= Task prompt =
Nothing should be left out: write out the whole listing exactly.

= Given information =
········

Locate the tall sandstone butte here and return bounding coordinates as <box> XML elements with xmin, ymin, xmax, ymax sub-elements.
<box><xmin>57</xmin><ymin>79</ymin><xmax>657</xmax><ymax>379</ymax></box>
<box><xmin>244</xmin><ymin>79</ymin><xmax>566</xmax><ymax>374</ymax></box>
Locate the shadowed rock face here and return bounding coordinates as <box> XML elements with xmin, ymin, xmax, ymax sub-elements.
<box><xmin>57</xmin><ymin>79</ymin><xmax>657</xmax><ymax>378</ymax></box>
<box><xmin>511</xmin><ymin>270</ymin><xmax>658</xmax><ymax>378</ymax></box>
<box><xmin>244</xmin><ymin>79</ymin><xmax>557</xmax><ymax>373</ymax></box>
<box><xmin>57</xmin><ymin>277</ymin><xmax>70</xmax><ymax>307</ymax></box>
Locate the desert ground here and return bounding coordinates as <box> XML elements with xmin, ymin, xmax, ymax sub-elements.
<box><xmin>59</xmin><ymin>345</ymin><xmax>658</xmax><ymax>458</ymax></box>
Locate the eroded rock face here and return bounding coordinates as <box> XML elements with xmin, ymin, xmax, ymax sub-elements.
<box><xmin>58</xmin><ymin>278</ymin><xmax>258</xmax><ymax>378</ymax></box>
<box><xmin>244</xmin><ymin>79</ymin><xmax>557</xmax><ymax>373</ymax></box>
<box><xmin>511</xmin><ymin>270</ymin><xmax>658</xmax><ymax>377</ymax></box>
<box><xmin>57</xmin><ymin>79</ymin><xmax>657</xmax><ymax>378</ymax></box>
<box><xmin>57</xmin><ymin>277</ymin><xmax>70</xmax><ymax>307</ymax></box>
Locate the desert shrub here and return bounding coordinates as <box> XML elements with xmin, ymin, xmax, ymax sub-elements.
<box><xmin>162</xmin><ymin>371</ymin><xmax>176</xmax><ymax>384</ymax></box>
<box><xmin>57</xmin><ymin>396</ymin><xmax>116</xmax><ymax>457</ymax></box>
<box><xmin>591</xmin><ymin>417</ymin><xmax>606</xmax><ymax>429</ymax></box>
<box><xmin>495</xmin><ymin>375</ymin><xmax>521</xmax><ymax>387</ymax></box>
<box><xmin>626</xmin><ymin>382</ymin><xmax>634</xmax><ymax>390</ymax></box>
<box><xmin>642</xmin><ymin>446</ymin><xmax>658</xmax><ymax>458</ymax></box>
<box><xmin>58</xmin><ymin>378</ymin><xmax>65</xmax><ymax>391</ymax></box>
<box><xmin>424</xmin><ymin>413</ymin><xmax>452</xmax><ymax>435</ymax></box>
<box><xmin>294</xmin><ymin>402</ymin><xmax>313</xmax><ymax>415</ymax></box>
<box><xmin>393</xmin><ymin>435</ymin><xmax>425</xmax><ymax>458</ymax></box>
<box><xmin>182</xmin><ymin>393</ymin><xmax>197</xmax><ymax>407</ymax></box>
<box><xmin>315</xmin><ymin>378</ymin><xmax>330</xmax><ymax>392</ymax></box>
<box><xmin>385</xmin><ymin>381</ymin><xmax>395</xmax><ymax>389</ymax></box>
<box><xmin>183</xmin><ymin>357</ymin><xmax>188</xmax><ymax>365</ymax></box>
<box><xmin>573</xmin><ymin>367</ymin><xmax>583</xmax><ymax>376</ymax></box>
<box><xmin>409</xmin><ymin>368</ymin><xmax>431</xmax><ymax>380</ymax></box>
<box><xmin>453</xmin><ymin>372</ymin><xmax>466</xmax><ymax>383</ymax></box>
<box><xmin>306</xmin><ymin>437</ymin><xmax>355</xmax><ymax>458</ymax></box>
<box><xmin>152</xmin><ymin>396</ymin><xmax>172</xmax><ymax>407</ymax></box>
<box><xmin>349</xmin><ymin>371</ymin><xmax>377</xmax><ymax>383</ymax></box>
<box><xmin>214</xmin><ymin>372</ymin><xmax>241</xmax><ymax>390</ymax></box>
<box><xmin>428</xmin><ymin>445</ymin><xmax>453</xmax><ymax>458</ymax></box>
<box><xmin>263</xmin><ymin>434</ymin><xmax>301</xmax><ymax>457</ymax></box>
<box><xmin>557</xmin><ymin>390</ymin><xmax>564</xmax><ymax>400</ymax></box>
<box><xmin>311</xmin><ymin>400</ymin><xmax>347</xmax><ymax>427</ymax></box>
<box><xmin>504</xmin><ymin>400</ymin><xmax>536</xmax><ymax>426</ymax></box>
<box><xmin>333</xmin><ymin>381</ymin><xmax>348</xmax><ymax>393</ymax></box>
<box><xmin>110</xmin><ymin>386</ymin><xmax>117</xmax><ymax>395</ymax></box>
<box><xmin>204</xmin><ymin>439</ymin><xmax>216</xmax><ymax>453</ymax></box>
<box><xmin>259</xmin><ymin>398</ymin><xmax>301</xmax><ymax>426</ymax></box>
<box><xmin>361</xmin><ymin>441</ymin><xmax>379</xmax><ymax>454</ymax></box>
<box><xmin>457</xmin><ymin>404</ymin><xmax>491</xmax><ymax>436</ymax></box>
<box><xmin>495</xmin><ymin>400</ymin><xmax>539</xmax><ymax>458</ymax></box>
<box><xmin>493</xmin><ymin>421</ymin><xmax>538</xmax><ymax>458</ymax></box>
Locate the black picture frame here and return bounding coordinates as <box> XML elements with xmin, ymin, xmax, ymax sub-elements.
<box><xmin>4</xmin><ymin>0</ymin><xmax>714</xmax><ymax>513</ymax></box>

········

= Task answer =
Locate the tall sandstone butte here and return bounding coordinates as <box> XML elements with xmin, ymin, xmax, ymax sub-elements.
<box><xmin>57</xmin><ymin>79</ymin><xmax>657</xmax><ymax>379</ymax></box>
<box><xmin>244</xmin><ymin>79</ymin><xmax>566</xmax><ymax>374</ymax></box>
Locate the shadowed rock face here and return bounding coordinates as <box> XML elements with xmin, ymin, xmax, ymax sub-elements.
<box><xmin>57</xmin><ymin>79</ymin><xmax>657</xmax><ymax>378</ymax></box>
<box><xmin>511</xmin><ymin>270</ymin><xmax>658</xmax><ymax>378</ymax></box>
<box><xmin>244</xmin><ymin>79</ymin><xmax>557</xmax><ymax>373</ymax></box>
<box><xmin>57</xmin><ymin>277</ymin><xmax>70</xmax><ymax>307</ymax></box>
Locate the desert ground here and return bounding coordinates as <box> XML elements with xmin, ymin, xmax, ymax sub-elements.
<box><xmin>59</xmin><ymin>345</ymin><xmax>658</xmax><ymax>458</ymax></box>
Locate the eroded rock face here and return bounding coordinates as <box> XML elements with xmin, ymin, xmax, ymax sub-elements.
<box><xmin>58</xmin><ymin>278</ymin><xmax>258</xmax><ymax>378</ymax></box>
<box><xmin>244</xmin><ymin>79</ymin><xmax>557</xmax><ymax>373</ymax></box>
<box><xmin>511</xmin><ymin>270</ymin><xmax>658</xmax><ymax>377</ymax></box>
<box><xmin>57</xmin><ymin>79</ymin><xmax>657</xmax><ymax>378</ymax></box>
<box><xmin>57</xmin><ymin>277</ymin><xmax>70</xmax><ymax>307</ymax></box>
Locate the desert shrub here and return bounding coordinates as <box> XML elements with xmin, ymin, xmax, ymax sub-elements.
<box><xmin>162</xmin><ymin>371</ymin><xmax>176</xmax><ymax>384</ymax></box>
<box><xmin>57</xmin><ymin>396</ymin><xmax>116</xmax><ymax>457</ymax></box>
<box><xmin>591</xmin><ymin>417</ymin><xmax>606</xmax><ymax>429</ymax></box>
<box><xmin>495</xmin><ymin>375</ymin><xmax>521</xmax><ymax>387</ymax></box>
<box><xmin>626</xmin><ymin>382</ymin><xmax>634</xmax><ymax>390</ymax></box>
<box><xmin>642</xmin><ymin>446</ymin><xmax>658</xmax><ymax>458</ymax></box>
<box><xmin>58</xmin><ymin>378</ymin><xmax>65</xmax><ymax>391</ymax></box>
<box><xmin>424</xmin><ymin>413</ymin><xmax>452</xmax><ymax>435</ymax></box>
<box><xmin>294</xmin><ymin>402</ymin><xmax>313</xmax><ymax>415</ymax></box>
<box><xmin>393</xmin><ymin>435</ymin><xmax>425</xmax><ymax>458</ymax></box>
<box><xmin>182</xmin><ymin>393</ymin><xmax>197</xmax><ymax>407</ymax></box>
<box><xmin>315</xmin><ymin>378</ymin><xmax>330</xmax><ymax>392</ymax></box>
<box><xmin>385</xmin><ymin>381</ymin><xmax>395</xmax><ymax>389</ymax></box>
<box><xmin>183</xmin><ymin>357</ymin><xmax>188</xmax><ymax>365</ymax></box>
<box><xmin>573</xmin><ymin>367</ymin><xmax>583</xmax><ymax>376</ymax></box>
<box><xmin>409</xmin><ymin>368</ymin><xmax>431</xmax><ymax>380</ymax></box>
<box><xmin>453</xmin><ymin>372</ymin><xmax>466</xmax><ymax>383</ymax></box>
<box><xmin>306</xmin><ymin>437</ymin><xmax>355</xmax><ymax>458</ymax></box>
<box><xmin>152</xmin><ymin>396</ymin><xmax>172</xmax><ymax>407</ymax></box>
<box><xmin>349</xmin><ymin>371</ymin><xmax>377</xmax><ymax>383</ymax></box>
<box><xmin>214</xmin><ymin>372</ymin><xmax>241</xmax><ymax>390</ymax></box>
<box><xmin>428</xmin><ymin>445</ymin><xmax>453</xmax><ymax>458</ymax></box>
<box><xmin>263</xmin><ymin>434</ymin><xmax>301</xmax><ymax>457</ymax></box>
<box><xmin>557</xmin><ymin>390</ymin><xmax>564</xmax><ymax>400</ymax></box>
<box><xmin>311</xmin><ymin>400</ymin><xmax>347</xmax><ymax>427</ymax></box>
<box><xmin>504</xmin><ymin>400</ymin><xmax>536</xmax><ymax>426</ymax></box>
<box><xmin>333</xmin><ymin>381</ymin><xmax>348</xmax><ymax>393</ymax></box>
<box><xmin>110</xmin><ymin>386</ymin><xmax>117</xmax><ymax>395</ymax></box>
<box><xmin>204</xmin><ymin>439</ymin><xmax>216</xmax><ymax>453</ymax></box>
<box><xmin>259</xmin><ymin>398</ymin><xmax>301</xmax><ymax>426</ymax></box>
<box><xmin>361</xmin><ymin>441</ymin><xmax>379</xmax><ymax>454</ymax></box>
<box><xmin>457</xmin><ymin>404</ymin><xmax>491</xmax><ymax>436</ymax></box>
<box><xmin>495</xmin><ymin>400</ymin><xmax>539</xmax><ymax>458</ymax></box>
<box><xmin>493</xmin><ymin>421</ymin><xmax>538</xmax><ymax>458</ymax></box>
Locate the black picture frame here and return bounding coordinates as <box> XML elements with xmin, ymin, xmax, ymax sub-elements.
<box><xmin>4</xmin><ymin>0</ymin><xmax>714</xmax><ymax>513</ymax></box>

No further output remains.